**Aim of the exercise**
Put the lines of the items below into a JSON list of strings, one string per line, leaving out blank lines. Begin at the line that contains "face visible in it." and continue through the end of the items.

Rows from a dataset for box labeling:
....
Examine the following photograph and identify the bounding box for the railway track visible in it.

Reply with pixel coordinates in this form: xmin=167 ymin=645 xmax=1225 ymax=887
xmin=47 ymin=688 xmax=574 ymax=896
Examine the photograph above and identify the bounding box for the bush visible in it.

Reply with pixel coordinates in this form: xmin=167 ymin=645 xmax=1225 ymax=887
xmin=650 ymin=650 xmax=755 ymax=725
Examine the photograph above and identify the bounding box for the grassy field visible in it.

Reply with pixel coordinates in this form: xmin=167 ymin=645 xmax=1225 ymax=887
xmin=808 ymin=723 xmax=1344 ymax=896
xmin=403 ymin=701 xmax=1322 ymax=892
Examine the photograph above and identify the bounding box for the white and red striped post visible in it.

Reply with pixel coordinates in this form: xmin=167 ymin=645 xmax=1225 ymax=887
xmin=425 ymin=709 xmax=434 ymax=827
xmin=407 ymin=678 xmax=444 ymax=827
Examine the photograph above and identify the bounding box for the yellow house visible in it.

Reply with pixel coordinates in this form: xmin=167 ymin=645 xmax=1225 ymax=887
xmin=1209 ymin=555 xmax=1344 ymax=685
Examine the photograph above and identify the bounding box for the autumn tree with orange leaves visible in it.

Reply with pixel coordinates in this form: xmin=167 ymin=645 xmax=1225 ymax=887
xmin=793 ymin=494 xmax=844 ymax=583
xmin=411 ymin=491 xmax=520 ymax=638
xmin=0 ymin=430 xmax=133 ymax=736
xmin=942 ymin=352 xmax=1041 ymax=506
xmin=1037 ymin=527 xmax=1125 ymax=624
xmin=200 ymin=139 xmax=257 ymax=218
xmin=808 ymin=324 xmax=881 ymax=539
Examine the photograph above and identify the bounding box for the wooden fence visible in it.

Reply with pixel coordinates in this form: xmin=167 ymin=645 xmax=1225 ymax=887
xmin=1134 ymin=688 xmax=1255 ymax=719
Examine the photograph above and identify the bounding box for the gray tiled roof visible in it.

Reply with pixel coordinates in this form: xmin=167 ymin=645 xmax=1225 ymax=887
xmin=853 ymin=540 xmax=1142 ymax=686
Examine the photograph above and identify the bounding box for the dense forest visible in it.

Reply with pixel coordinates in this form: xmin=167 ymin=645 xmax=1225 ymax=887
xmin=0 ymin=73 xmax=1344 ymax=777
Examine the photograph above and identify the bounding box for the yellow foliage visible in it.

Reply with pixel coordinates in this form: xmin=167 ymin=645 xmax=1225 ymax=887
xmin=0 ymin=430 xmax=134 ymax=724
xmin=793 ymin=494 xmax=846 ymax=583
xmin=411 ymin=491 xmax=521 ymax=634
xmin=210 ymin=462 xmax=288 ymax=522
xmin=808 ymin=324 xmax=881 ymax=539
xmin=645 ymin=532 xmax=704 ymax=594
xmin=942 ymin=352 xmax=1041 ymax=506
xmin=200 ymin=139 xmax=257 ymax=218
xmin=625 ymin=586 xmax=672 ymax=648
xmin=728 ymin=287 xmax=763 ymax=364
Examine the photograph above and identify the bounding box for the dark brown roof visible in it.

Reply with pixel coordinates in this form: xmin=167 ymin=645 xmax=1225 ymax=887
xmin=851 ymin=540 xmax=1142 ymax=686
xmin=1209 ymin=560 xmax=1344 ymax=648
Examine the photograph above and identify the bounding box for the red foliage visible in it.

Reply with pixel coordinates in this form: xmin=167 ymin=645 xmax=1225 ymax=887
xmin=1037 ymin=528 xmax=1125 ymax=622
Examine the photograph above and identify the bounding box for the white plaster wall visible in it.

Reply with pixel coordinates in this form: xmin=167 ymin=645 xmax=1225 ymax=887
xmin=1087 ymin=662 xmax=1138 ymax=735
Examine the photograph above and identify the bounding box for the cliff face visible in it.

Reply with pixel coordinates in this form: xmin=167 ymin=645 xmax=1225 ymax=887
....
**Response**
[
  "Examine the photograph above and identify the bounding box for the cliff face visible in it.",
  "Reply with pixel coordinates in this form: xmin=167 ymin=645 xmax=1225 ymax=887"
]